EXERCISE DIRECTIONS: Locate each line of the items below that contains the word "negative", and copy those lines in full.

◆ ◆ ◆ ◆ ◆

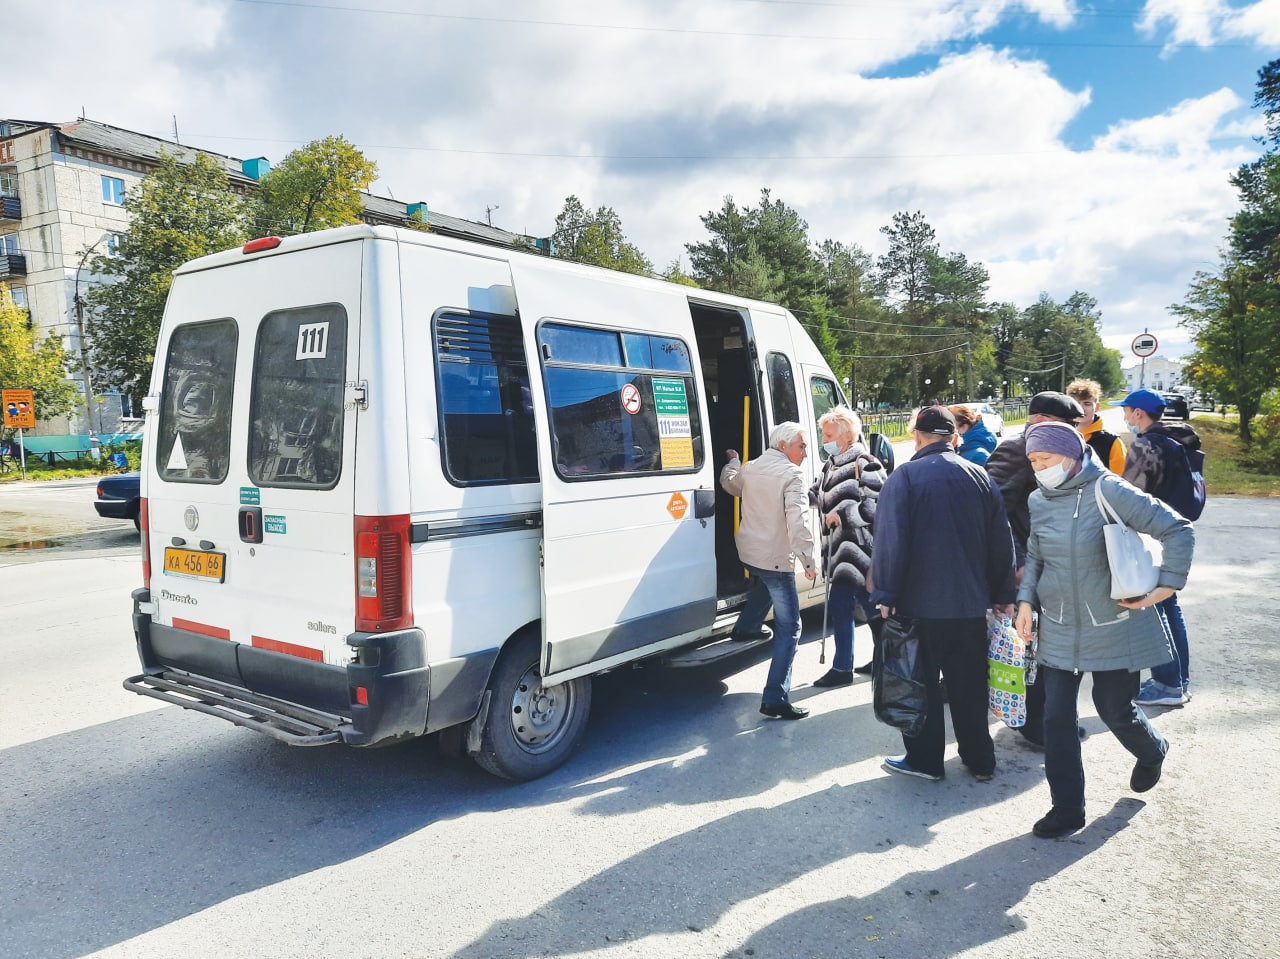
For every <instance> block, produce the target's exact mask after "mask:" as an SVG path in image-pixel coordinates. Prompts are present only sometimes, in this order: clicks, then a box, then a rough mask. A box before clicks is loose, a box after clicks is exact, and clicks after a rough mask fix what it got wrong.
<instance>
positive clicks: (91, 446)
mask: <svg viewBox="0 0 1280 959" xmlns="http://www.w3.org/2000/svg"><path fill="white" fill-rule="evenodd" d="M110 236H111V234H110V233H104V234H102V236H101V237H99V238H97V242H96V243H93V246H91V247H88V248H87V250H86V251H84V252H83V254H82V255H81V261H79V264H78V265H77V266H76V296H74V297H73V302H74V305H76V330H77V333H78V334H79V346H81V366H82V369H83V376H84V421H86V423H87V424H88V448H90V452H91V453H92V456H93V458H95V460H96V458H97V456H99V448H100V446H99V439H97V434H99V433H101V431H102V407H101V406H99V407H97V433H95V431H93V407H92V402H93V384H92V379H91V376H90V370H88V337H86V335H84V300H83V297H81V294H79V278H81V273H83V270H84V264H86V262H88V257H90V256H91V255H92V254H93V251H95V250H97V248H99V247H100V246H102V241H104V239H106V238H108V237H110Z"/></svg>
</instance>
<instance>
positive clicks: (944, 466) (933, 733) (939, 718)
mask: <svg viewBox="0 0 1280 959" xmlns="http://www.w3.org/2000/svg"><path fill="white" fill-rule="evenodd" d="M913 434H914V438H915V456H913V457H911V460H910V461H909V462H906V463H902V465H901V466H899V467H897V470H896V471H895V472H893V474H892V475H891V476H890V478H888V480H886V483H884V489H883V490H882V492H881V499H879V506H878V508H877V511H876V552H874V554H873V557H872V581H873V586H874V590H873V592H872V602H873V603H876V604H877V606H879V607H881V615H883V616H884V617H888V616H890V615H891V613H895V612H896V613H897V615H899V616H900V617H908V618H913V620H915V621H916V625H918V631H919V635H920V649H922V658H923V661H924V667H925V677H924V681H925V690H927V691H928V714H927V720H925V722H924V729H923V730H922V731H920V735H918V736H906V735H904V736H902V743H904V745H905V746H906V754H905V755H900V757H890V758H887V759H886V761H884V766H886V767H887V768H888V770H891V771H892V772H899V773H904V775H908V776H918V777H920V778H927V780H941V778H942V777H943V768H942V757H943V750H945V748H946V743H945V739H943V735H945V727H943V720H942V705H943V703H942V694H941V690H940V689H938V673H940V671H941V673H942V677H943V679H945V680H946V684H947V700H948V705H950V707H951V723H952V726H954V727H955V734H956V745H957V746H959V750H960V759H961V762H964V764H965V766H966V767H968V768H969V772H970V773H973V776H974V778H977V780H979V781H987V780H989V778H991V777H992V773H993V772H995V771H996V750H995V745H993V744H992V741H991V730H989V727H988V718H987V713H988V704H987V622H986V616H987V609H988V608H992V609H995V611H996V613H997V615H1010V613H1011V612H1012V602H1014V595H1015V592H1016V590H1015V577H1014V542H1012V535H1011V533H1010V530H1009V520H1007V517H1006V516H1005V506H1004V502H1002V501H1001V497H1000V489H998V488H997V487H996V485H995V484H993V483H992V481H991V479H989V478H988V476H987V472H986V471H984V470H983V469H982V467H980V466H977V465H974V463H972V462H968V461H965V460H961V458H960V457H959V456H956V453H955V442H956V421H955V416H952V415H951V411H950V410H946V408H943V407H937V406H934V407H927V408H924V410H922V411H920V414H919V415H918V416H916V419H915V426H914V429H913Z"/></svg>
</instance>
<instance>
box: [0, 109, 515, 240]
mask: <svg viewBox="0 0 1280 959" xmlns="http://www.w3.org/2000/svg"><path fill="white" fill-rule="evenodd" d="M0 124H6V127H8V136H10V137H15V136H23V134H27V133H31V132H33V131H36V129H49V131H51V132H52V133H54V136H55V137H56V138H58V141H59V142H60V143H61V145H74V146H77V147H83V149H88V150H97V151H101V152H106V154H111V155H114V156H120V157H125V159H131V160H140V161H145V163H155V161H156V160H157V159H159V157H160V154H161V152H165V154H169V155H172V156H177V157H178V159H179V160H186V161H189V160H191V159H192V157H193V156H195V155H196V154H197V152H200V154H205V155H206V156H210V157H212V159H214V160H216V161H219V163H220V164H221V165H223V168H224V169H225V170H227V177H228V178H229V179H230V181H232V182H233V183H237V184H239V186H242V187H253V186H256V183H257V181H256V179H255V178H253V177H250V175H248V174H247V173H244V168H243V165H242V160H241V159H239V157H236V156H227V155H224V154H216V152H212V151H211V150H204V149H196V147H191V146H183V145H182V143H175V142H173V141H169V140H163V138H161V137H152V136H147V134H146V133H137V132H134V131H131V129H124V128H122V127H113V125H110V124H109V123H100V122H97V120H90V119H86V118H83V117H82V118H79V119H78V120H73V122H70V123H46V122H41V120H18V119H0ZM55 146H56V145H55ZM59 149H60V147H59ZM364 198H365V219H366V220H369V222H370V223H387V224H393V225H404V224H407V223H408V222H410V220H411V216H410V213H408V207H407V206H406V205H404V204H402V202H399V201H397V200H390V198H387V197H380V196H374V195H372V193H365V195H364ZM424 206H426V224H428V227H429V228H430V229H431V230H435V232H438V233H443V234H445V236H451V237H460V238H462V239H474V241H479V242H481V243H490V245H494V246H513V245H516V243H520V242H521V241H529V239H531V237H525V236H522V234H520V233H511V232H509V230H504V229H499V228H497V227H490V225H488V224H484V223H476V222H475V220H467V219H462V218H461V216H449V215H448V214H443V213H438V211H436V210H431V209H430V206H429V205H425V204H424Z"/></svg>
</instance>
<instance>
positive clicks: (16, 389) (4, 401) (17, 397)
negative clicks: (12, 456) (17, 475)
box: [0, 389, 36, 479]
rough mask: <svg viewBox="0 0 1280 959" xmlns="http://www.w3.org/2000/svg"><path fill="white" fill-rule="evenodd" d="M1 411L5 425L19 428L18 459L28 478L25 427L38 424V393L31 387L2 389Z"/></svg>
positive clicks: (23, 475)
mask: <svg viewBox="0 0 1280 959" xmlns="http://www.w3.org/2000/svg"><path fill="white" fill-rule="evenodd" d="M0 411H3V414H4V425H5V426H6V428H9V429H15V430H18V461H19V462H20V463H22V478H23V479H27V448H26V446H24V444H23V442H22V431H23V430H24V429H35V426H36V394H35V392H33V391H31V389H5V391H0Z"/></svg>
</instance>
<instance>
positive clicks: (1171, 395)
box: [1160, 393, 1192, 420]
mask: <svg viewBox="0 0 1280 959" xmlns="http://www.w3.org/2000/svg"><path fill="white" fill-rule="evenodd" d="M1160 396H1162V397H1164V398H1165V416H1166V417H1169V419H1171V417H1174V416H1176V417H1178V419H1179V420H1189V419H1190V417H1192V412H1190V410H1189V408H1188V407H1187V397H1184V396H1183V394H1181V393H1161V394H1160Z"/></svg>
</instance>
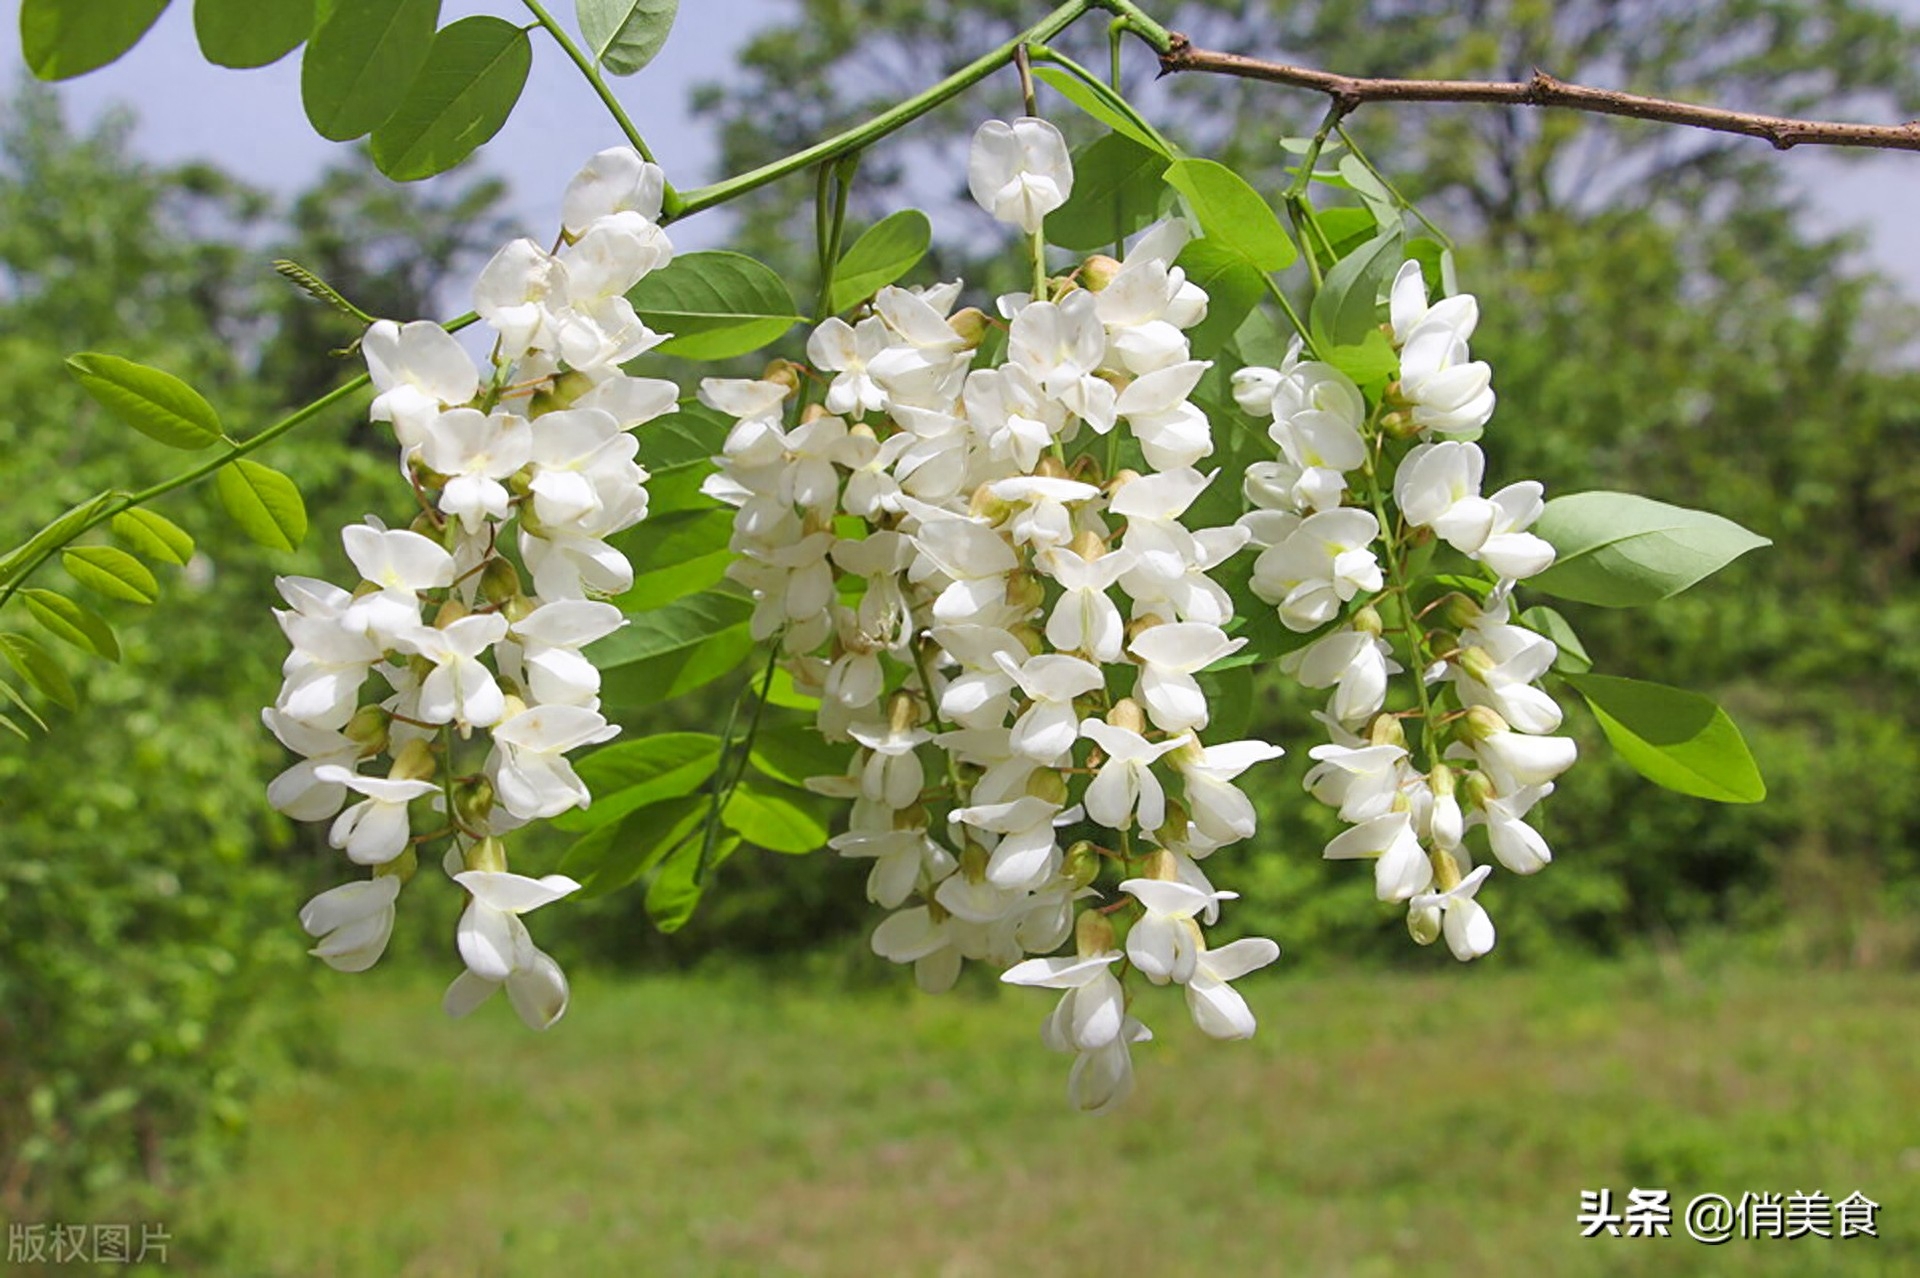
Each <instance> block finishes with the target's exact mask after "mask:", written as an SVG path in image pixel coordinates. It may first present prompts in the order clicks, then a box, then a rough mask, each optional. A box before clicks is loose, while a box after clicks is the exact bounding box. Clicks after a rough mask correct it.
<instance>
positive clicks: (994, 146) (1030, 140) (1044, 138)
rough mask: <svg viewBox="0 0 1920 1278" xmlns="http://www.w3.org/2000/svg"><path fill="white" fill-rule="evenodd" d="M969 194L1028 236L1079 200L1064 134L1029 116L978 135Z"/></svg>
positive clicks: (995, 123) (1000, 124)
mask: <svg viewBox="0 0 1920 1278" xmlns="http://www.w3.org/2000/svg"><path fill="white" fill-rule="evenodd" d="M966 177H968V190H972V192H973V200H975V201H977V203H979V207H983V209H987V211H989V213H993V217H995V219H998V221H1002V223H1014V225H1016V226H1020V228H1021V230H1025V232H1027V234H1033V232H1037V230H1039V228H1041V221H1043V219H1044V217H1046V215H1048V213H1052V211H1054V209H1058V207H1060V205H1062V203H1066V201H1068V196H1071V194H1073V161H1071V159H1069V155H1068V142H1066V138H1064V136H1060V130H1058V129H1054V127H1052V125H1048V123H1046V121H1044V119H1033V117H1031V115H1023V117H1020V119H1016V121H1014V123H1012V125H1008V123H1006V121H998V119H989V121H987V123H983V125H981V127H979V129H975V130H973V146H972V148H970V152H968V165H966Z"/></svg>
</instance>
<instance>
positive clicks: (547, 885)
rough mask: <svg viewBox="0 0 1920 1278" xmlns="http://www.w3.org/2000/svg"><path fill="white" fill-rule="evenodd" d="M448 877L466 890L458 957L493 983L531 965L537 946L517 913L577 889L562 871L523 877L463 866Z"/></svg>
mask: <svg viewBox="0 0 1920 1278" xmlns="http://www.w3.org/2000/svg"><path fill="white" fill-rule="evenodd" d="M453 881H455V883H459V885H461V887H463V888H467V892H468V894H470V900H468V902H467V910H465V911H463V913H461V923H459V929H457V933H455V938H457V940H459V950H461V959H465V963H467V971H470V973H472V975H476V977H480V979H482V981H492V982H495V984H497V982H503V981H507V977H511V975H513V973H515V971H526V969H532V967H534V965H536V959H534V956H536V954H540V952H538V950H536V948H534V938H532V936H530V935H528V931H526V925H524V923H520V915H522V913H530V911H534V910H540V908H541V906H545V904H549V902H555V900H561V898H563V896H568V894H572V892H578V890H580V885H578V883H574V881H572V879H568V877H566V875H545V877H541V879H528V877H526V875H515V873H507V871H490V869H467V871H461V873H457V875H453ZM476 1002H478V1000H476ZM555 1015H559V1013H555Z"/></svg>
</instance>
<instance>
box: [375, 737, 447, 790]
mask: <svg viewBox="0 0 1920 1278" xmlns="http://www.w3.org/2000/svg"><path fill="white" fill-rule="evenodd" d="M436 771H440V760H436V758H434V748H432V746H430V745H426V739H424V737H415V739H413V741H409V743H407V745H403V746H401V748H399V754H396V756H394V768H392V769H390V771H388V773H386V775H388V779H392V781H430V779H432V777H434V773H436Z"/></svg>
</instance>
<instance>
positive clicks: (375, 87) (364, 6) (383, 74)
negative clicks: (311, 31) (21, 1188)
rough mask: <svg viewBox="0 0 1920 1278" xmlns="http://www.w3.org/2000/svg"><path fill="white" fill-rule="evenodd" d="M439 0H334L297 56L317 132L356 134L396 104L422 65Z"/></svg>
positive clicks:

◆ ◆ ◆ ◆ ◆

RESPONSE BOX:
negative clicks: (12, 456) (17, 475)
negative clicks: (311, 31) (21, 1188)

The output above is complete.